--- START AVAILABLE RECORDS ---

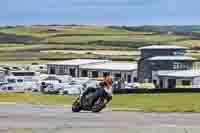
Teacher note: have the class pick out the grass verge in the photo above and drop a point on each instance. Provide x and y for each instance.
(175, 102)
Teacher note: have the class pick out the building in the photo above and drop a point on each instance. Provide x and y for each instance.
(167, 66)
(126, 71)
(70, 67)
(94, 68)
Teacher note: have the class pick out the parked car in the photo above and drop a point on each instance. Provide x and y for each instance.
(12, 88)
(72, 89)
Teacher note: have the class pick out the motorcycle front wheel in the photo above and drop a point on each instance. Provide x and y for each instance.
(76, 106)
(98, 105)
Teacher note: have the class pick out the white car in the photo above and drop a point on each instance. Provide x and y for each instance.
(92, 84)
(72, 89)
(12, 88)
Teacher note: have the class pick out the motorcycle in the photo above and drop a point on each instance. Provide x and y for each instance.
(89, 102)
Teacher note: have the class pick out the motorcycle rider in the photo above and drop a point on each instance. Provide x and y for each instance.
(106, 87)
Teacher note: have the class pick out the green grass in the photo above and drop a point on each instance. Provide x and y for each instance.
(29, 47)
(43, 31)
(128, 38)
(137, 102)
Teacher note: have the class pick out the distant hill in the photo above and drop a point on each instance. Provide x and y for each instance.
(152, 28)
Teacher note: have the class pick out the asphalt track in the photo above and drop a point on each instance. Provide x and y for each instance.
(58, 119)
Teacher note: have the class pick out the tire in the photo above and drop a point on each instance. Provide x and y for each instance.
(76, 107)
(97, 107)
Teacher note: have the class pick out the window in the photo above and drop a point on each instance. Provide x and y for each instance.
(129, 78)
(23, 73)
(95, 74)
(186, 82)
(180, 66)
(179, 53)
(84, 73)
(72, 72)
(11, 81)
(20, 80)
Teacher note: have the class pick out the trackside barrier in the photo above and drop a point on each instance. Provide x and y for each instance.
(175, 90)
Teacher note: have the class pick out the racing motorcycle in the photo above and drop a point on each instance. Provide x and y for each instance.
(89, 102)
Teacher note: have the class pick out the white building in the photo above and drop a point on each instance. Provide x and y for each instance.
(126, 71)
(174, 78)
(94, 68)
(70, 67)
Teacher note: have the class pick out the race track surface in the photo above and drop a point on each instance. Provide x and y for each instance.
(57, 119)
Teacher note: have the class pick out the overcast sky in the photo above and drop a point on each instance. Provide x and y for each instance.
(100, 12)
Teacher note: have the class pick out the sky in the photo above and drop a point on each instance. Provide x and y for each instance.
(100, 12)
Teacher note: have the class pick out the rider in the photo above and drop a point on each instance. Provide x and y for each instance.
(106, 87)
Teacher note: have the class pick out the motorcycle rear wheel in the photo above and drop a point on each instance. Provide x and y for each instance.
(76, 107)
(98, 106)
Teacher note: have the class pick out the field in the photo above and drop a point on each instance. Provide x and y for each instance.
(24, 44)
(139, 102)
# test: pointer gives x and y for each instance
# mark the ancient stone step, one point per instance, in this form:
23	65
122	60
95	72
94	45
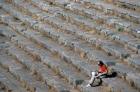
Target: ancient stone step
47	44
85	48
74	78
68	27
49	77
25	78
117	37
9	81
108	8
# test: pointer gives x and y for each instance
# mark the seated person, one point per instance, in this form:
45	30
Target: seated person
102	72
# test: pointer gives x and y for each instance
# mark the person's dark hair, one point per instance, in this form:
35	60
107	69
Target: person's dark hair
100	63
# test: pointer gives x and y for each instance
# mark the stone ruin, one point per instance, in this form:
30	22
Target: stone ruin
53	45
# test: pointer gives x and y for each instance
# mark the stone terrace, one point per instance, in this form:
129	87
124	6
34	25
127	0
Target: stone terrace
53	45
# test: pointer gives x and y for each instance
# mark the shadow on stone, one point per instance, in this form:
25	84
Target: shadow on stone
98	81
114	74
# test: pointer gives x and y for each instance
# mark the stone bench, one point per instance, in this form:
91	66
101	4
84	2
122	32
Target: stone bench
74	78
27	80
41	70
51	22
130	15
133	5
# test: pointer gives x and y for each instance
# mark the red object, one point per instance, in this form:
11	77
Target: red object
102	69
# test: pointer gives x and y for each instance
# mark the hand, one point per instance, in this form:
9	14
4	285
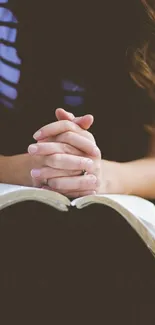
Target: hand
59	166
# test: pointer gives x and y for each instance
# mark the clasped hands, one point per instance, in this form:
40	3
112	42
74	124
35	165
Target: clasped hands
64	149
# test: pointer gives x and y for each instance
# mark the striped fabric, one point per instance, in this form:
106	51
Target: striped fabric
10	64
9	61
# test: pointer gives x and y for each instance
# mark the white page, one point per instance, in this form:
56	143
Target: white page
139	207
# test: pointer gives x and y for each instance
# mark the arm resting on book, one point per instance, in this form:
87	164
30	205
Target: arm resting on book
16	169
133	178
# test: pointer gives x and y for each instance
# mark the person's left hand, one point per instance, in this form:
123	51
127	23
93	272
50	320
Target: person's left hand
72	186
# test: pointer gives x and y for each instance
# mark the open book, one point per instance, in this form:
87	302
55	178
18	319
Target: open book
138	212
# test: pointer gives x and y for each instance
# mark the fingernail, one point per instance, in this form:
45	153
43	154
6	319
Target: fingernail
89	163
32	149
95	151
37	135
93	179
35	173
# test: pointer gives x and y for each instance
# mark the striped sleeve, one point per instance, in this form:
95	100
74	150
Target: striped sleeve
9	61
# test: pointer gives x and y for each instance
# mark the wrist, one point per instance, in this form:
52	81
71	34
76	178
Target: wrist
113	179
16	169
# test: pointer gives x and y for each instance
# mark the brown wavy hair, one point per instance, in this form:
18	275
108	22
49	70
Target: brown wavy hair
143	61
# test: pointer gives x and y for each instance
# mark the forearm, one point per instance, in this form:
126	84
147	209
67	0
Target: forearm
133	178
16	169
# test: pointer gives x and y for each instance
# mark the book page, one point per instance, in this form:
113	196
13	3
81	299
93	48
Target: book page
138	212
139	207
11	194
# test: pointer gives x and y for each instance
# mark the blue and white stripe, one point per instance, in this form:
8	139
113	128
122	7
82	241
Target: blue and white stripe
9	61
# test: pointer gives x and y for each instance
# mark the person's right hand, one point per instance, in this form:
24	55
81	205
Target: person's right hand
64	160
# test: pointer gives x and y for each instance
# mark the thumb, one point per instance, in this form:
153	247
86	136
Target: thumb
84	121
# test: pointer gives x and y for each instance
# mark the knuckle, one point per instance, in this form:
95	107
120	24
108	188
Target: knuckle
57	159
81	163
48	161
66	148
89	136
69	125
68	136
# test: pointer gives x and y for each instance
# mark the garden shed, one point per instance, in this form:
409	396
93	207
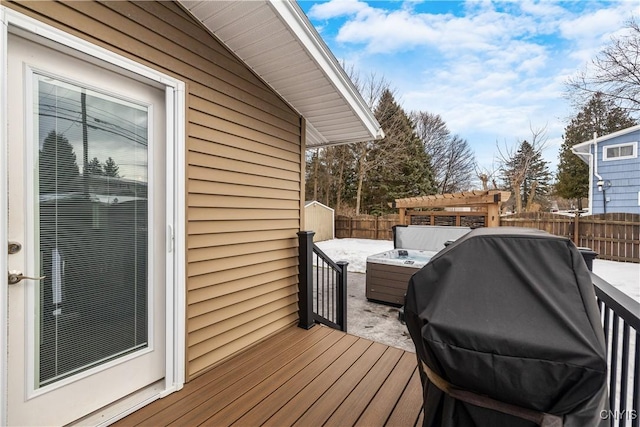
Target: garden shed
319	218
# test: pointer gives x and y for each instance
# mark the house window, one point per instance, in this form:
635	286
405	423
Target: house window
627	150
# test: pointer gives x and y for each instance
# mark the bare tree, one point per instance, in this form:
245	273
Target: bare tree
485	175
615	72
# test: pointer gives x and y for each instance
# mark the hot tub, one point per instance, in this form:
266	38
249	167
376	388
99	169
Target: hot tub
388	273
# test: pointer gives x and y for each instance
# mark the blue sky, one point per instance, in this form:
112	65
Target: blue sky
492	70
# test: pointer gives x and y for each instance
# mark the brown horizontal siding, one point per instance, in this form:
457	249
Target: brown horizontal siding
244	179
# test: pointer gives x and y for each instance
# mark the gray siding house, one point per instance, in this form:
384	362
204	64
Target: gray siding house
614	171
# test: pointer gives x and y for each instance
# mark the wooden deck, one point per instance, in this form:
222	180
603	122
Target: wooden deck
297	377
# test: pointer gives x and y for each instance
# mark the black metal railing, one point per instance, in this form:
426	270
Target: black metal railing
620	316
323	286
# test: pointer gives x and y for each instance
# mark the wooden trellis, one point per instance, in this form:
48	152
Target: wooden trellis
482	203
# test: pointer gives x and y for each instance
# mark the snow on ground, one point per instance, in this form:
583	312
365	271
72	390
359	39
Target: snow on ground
624	276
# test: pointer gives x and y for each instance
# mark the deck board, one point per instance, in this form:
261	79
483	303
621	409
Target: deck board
298	377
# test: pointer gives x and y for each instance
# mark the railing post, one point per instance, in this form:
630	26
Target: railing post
305	279
342	296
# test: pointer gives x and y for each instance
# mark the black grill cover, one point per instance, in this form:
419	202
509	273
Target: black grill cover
509	313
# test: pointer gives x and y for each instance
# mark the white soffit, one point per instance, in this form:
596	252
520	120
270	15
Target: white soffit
275	39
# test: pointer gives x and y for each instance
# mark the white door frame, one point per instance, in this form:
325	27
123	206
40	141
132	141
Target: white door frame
175	185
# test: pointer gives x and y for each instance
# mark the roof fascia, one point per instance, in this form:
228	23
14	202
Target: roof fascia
309	38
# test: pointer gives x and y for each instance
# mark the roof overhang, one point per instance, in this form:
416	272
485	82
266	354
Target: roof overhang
277	41
583	149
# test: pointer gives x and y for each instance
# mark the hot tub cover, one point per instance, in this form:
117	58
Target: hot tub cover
510	314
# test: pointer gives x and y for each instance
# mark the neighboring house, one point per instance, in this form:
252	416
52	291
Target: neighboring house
204	109
614	171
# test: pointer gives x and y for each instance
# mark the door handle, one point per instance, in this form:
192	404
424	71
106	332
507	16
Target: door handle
17	276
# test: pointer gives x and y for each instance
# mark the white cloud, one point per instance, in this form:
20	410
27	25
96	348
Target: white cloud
336	8
491	73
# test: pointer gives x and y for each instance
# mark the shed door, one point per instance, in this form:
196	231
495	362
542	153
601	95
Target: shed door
86	205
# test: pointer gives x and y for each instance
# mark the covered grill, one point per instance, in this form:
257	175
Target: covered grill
507	333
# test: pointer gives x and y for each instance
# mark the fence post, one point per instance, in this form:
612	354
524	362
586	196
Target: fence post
305	279
576	233
342	296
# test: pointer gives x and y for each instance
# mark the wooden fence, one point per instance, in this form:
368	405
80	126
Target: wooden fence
614	236
366	226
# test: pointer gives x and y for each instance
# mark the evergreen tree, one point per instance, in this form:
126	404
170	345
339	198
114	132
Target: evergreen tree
58	168
402	165
600	116
527	176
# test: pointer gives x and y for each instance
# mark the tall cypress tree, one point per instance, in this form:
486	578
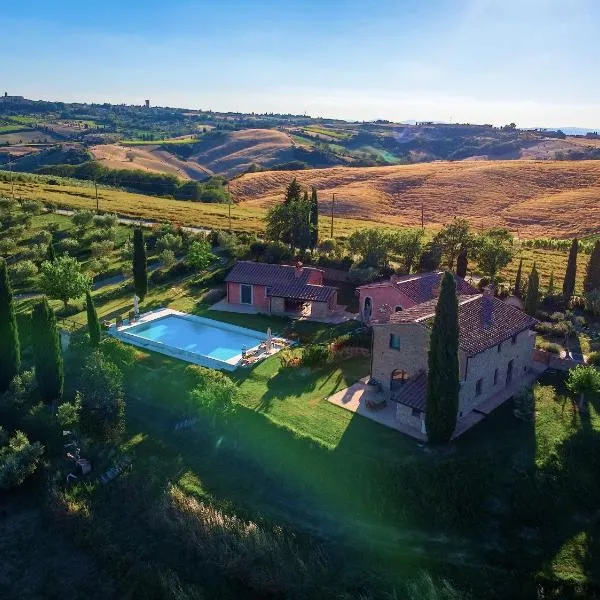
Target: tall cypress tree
442	382
518	289
46	352
592	273
571	272
462	263
551	284
93	323
51	252
10	355
314	218
533	292
292	192
140	273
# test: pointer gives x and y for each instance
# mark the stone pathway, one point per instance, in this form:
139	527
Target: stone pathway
355	398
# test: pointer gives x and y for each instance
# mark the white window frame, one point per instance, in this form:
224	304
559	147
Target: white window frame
251	293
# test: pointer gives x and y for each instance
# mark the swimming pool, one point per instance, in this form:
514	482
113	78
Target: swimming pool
195	339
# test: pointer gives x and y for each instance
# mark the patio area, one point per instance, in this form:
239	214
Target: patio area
355	400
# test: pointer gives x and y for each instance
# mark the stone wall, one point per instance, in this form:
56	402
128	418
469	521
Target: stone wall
412	356
483	365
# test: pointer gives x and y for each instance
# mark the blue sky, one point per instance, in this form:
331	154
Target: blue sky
534	62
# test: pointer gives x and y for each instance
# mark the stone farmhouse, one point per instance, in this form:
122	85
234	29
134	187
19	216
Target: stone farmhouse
280	290
400	293
496	346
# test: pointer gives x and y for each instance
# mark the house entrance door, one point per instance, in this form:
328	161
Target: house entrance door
509	373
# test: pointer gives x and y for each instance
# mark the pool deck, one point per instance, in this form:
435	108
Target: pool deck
122	333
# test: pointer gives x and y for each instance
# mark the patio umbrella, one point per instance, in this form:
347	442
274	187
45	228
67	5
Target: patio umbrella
269	341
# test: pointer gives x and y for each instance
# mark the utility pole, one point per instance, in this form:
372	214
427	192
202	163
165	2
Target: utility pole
12	183
229	205
332	206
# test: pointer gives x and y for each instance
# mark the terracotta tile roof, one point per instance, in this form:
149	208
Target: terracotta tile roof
281	281
301	291
413	392
484	321
424	287
246	271
487	321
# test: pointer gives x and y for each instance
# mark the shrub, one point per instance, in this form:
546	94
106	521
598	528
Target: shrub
108	221
68	244
549	347
31	207
43	237
23	271
102	399
7	244
82	218
315	355
18	460
592	302
102	248
169	242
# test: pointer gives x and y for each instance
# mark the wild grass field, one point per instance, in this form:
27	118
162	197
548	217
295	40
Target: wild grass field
531	198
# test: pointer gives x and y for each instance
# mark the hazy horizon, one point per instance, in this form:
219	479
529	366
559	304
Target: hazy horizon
475	61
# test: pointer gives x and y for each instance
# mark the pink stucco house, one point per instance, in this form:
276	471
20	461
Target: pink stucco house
280	289
400	293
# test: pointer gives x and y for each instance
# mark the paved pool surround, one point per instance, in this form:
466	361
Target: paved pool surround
197	340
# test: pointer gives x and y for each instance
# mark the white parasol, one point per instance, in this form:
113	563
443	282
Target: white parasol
269	341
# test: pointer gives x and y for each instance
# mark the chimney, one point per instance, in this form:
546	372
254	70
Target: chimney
489	290
487	307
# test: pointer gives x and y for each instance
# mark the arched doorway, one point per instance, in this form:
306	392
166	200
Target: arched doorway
398	378
367	309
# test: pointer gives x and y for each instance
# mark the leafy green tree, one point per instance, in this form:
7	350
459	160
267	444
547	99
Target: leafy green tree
408	244
452	238
443	378
102	412
63	279
518	289
372	245
82	219
10	354
462	263
140	267
199	255
93	322
551	284
571	272
314	219
19	459
47	352
584	380
431	257
289	222
494	250
592	273
50	253
533	292
293	192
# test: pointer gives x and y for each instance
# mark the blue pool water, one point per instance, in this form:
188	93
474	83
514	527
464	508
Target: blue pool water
197	336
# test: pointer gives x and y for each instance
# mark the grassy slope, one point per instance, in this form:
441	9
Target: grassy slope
556	199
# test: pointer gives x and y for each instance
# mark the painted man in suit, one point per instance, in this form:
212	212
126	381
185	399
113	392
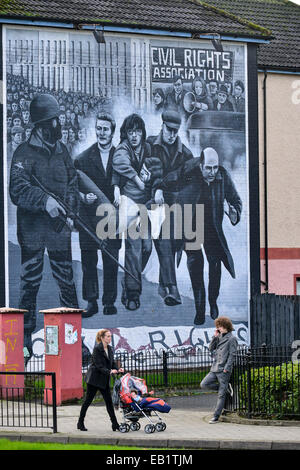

--- END AVAILABLE RECORDS ---

DO THIS:
Gather every line in the rows above that contains the word "doorway", matching its case exactly, and copy each of those lines in full.

FULL ANSWER:
# mark the arched doorway, one point per instance, in this form:
Target: arched doorway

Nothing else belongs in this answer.